Dataset records =
|---|

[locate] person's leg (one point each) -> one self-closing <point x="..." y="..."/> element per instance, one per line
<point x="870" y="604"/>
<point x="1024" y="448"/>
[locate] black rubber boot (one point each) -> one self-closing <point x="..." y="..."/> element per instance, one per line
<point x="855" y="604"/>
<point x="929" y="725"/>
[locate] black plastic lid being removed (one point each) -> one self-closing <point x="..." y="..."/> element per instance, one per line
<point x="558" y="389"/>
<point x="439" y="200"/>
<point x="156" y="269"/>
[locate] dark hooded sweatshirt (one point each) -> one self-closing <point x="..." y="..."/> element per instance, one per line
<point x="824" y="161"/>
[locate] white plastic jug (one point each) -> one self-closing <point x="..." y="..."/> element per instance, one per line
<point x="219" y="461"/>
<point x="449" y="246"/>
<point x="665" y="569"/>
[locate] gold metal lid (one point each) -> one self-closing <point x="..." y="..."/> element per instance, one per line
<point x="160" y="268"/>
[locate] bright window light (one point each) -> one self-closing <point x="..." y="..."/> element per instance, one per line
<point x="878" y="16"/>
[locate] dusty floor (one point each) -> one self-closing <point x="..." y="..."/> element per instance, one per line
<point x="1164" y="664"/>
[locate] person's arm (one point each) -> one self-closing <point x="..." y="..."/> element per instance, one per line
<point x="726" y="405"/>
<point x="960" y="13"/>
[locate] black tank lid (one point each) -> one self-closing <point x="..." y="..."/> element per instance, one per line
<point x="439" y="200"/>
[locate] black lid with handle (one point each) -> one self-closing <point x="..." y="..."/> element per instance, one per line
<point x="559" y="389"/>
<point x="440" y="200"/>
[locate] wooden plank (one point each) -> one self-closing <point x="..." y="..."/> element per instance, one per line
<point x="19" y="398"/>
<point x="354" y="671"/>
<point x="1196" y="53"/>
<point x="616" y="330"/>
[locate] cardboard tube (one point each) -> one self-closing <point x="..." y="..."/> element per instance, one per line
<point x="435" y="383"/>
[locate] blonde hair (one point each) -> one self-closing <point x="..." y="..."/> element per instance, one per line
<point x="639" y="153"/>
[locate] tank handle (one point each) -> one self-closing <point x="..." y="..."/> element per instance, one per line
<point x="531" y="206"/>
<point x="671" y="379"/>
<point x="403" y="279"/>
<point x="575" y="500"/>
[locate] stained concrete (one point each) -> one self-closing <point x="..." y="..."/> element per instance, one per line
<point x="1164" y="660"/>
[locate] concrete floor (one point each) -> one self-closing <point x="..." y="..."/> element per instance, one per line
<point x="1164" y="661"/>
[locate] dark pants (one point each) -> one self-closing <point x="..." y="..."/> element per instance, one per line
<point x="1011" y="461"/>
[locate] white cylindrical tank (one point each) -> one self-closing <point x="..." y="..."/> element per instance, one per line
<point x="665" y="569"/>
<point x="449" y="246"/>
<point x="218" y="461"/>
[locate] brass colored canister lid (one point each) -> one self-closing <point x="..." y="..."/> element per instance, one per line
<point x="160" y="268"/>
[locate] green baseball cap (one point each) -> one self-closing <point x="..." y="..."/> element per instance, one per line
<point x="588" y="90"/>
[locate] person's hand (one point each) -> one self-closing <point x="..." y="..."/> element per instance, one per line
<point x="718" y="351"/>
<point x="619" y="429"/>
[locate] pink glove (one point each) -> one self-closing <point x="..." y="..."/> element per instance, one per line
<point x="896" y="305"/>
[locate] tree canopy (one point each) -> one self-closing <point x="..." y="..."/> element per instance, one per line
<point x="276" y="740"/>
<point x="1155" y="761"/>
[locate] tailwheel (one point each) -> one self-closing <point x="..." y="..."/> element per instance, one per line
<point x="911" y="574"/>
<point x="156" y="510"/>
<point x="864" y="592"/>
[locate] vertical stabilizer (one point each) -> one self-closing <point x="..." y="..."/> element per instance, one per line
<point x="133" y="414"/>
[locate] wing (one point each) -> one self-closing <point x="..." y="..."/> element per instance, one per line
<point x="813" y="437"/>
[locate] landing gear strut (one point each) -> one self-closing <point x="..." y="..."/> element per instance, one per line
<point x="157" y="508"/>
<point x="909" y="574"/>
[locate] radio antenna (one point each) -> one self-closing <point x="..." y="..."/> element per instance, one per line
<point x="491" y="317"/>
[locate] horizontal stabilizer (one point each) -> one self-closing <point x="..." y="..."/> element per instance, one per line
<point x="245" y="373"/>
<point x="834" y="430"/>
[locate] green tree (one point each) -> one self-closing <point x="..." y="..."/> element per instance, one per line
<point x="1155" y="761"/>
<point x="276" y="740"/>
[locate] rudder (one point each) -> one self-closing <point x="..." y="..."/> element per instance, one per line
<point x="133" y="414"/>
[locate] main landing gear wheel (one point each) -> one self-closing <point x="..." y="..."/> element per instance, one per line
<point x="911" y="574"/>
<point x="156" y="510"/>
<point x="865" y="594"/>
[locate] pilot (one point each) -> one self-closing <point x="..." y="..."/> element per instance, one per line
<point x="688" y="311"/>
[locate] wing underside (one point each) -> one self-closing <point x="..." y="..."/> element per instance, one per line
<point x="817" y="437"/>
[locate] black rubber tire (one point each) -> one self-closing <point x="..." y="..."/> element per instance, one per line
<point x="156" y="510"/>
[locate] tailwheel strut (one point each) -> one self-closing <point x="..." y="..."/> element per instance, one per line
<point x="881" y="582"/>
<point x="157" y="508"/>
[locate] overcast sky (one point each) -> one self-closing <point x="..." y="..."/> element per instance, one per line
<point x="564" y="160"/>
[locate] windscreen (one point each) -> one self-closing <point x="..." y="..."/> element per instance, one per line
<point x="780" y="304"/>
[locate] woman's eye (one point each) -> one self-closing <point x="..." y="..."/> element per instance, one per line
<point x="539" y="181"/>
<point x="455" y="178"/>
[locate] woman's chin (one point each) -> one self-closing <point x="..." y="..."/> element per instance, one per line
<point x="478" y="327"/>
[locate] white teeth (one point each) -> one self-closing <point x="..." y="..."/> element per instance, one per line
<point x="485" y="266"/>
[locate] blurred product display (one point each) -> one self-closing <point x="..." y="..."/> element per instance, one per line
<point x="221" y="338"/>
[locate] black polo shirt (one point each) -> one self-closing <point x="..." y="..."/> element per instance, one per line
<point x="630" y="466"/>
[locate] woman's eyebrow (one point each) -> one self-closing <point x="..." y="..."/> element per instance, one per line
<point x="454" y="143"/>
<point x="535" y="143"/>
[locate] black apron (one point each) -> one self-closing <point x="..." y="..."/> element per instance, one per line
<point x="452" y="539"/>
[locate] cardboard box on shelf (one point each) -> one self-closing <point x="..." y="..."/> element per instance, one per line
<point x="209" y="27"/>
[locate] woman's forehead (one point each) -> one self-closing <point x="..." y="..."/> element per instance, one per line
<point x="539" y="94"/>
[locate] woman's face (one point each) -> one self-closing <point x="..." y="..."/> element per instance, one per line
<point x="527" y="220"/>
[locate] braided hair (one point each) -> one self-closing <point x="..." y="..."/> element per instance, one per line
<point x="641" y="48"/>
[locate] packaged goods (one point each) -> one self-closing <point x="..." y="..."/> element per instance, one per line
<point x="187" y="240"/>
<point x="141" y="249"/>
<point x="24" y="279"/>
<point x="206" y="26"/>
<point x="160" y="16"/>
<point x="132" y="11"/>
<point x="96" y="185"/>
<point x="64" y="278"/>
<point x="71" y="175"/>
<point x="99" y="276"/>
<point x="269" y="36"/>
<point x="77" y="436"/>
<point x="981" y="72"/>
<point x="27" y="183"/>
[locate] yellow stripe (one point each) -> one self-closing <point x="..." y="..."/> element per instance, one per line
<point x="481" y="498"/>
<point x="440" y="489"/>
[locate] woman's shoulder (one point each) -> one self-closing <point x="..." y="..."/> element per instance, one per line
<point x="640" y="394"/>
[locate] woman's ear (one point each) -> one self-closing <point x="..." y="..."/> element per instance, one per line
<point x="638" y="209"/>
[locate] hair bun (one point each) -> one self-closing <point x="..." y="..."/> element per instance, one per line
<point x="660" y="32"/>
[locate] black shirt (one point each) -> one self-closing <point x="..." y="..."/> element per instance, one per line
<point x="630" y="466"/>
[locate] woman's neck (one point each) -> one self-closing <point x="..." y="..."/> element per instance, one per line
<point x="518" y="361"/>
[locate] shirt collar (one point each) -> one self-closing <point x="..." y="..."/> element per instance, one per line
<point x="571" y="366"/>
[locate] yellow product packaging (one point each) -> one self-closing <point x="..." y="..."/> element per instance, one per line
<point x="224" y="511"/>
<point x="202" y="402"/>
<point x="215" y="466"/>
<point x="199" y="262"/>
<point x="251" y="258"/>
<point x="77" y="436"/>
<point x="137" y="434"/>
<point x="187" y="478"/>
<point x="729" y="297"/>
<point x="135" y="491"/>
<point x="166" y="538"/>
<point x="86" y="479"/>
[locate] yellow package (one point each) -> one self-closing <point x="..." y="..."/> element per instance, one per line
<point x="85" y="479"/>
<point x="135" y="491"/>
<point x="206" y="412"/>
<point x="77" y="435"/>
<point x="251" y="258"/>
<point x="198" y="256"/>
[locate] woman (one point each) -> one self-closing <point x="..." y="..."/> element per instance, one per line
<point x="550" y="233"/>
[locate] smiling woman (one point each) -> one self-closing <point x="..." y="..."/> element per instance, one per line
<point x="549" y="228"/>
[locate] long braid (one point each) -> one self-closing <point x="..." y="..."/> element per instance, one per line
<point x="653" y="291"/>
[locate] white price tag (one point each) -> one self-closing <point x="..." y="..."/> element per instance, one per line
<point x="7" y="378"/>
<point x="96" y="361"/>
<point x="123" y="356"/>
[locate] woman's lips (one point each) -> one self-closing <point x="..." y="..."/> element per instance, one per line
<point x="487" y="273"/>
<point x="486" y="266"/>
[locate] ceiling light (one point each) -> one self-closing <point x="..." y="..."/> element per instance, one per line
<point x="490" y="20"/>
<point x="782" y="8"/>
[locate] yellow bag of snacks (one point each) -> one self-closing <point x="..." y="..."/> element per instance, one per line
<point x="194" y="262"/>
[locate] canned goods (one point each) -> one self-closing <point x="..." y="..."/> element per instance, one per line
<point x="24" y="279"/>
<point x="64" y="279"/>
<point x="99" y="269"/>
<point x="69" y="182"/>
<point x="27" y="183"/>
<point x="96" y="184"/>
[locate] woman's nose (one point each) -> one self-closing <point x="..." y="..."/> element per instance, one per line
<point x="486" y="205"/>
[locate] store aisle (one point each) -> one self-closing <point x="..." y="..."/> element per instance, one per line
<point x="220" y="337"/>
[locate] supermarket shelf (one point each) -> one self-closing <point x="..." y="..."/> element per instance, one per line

|---|

Written exercise =
Only the lines from the one containing "[locate] yellow bag" to the end of the listing belong in the output, each reproduced exactly.

Full answer =
[locate] yellow bag of snacks (one point each) -> one self-closing <point x="..." y="..."/> element per instance, one per line
<point x="194" y="262"/>
[locate] canned goods (one point each) -> one self-closing <point x="..." y="..."/> element per instance, one per line
<point x="24" y="279"/>
<point x="64" y="279"/>
<point x="99" y="269"/>
<point x="69" y="182"/>
<point x="27" y="183"/>
<point x="96" y="184"/>
[locate] woman's nose (one point each) -> one self-closing <point x="..." y="..."/> element per instance, one per line
<point x="486" y="205"/>
[locate] store aisle (one point each) -> one self-closing <point x="..." y="..."/> element per instance, one per line
<point x="220" y="337"/>
[locate] supermarket shelf (one point each) -> one self-closing <point x="..." y="..."/> element per instance, one per line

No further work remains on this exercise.